ЗАДАНИЕ 1 — Какой мюзикл, согласно фрагменту автобиографии, посмотрели в театре Кэтфорд?
ЗАДАНИЕ 2 — Повторите без изменений отрезок фрагмента автобиографии от слов «Мне было трудно» до слов «может быть жизнь.».

ФРАГМЕНТ ДОКУМЕНТА —
───

Автобиография - Маргарет Тэтчер
Шрифт:
Интервал:
Закладка:
Все это было безмерным удовольствием, но его кульминацией стал мой первый визит в театр Кэтфорд в Льюисхэме, где мы посмотрели знаменитый мюзикл Зигмунда Ромберга «Песня пустыни». Три часа я провела в другом мире, унесенная, как и героиня, бесстрашной Красной тенью. Впечатление было так сильно, что я купила ноты и играла по ним дома, возможно, слишком часто.
Мне было трудно покидать Лондон и Скиннеров, которые так меня баловали. Благодаря их доброте я увидела, выражаясь словами Талейрана, la douceur de la vie, какой сладкой может быть жизнь.

───

РАЗДЕЛ ДАННЫХ —
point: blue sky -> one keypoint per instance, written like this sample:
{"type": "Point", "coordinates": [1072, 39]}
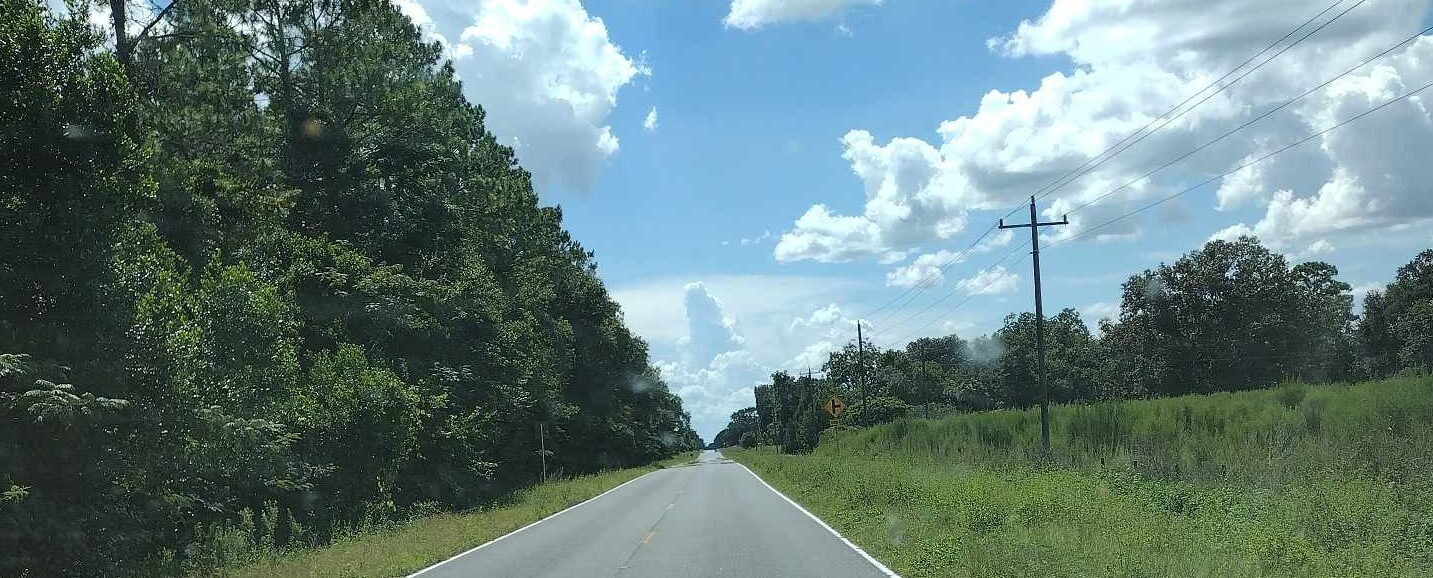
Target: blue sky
{"type": "Point", "coordinates": [811, 158]}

───

ПОЛНЫЙ ОТВЕТ 1 — «Песня пустыни» Зигмунда Ромберга.

ПОЛНЫЙ ОТВЕТ 2 —
Мне было трудно покидать Лондон и Скиннеров, которые так меня баловали. Благодаря их доброте я увидела, выражаясь словами Талейрана, la douceur de la vie, какой сладкой может быть жизнь.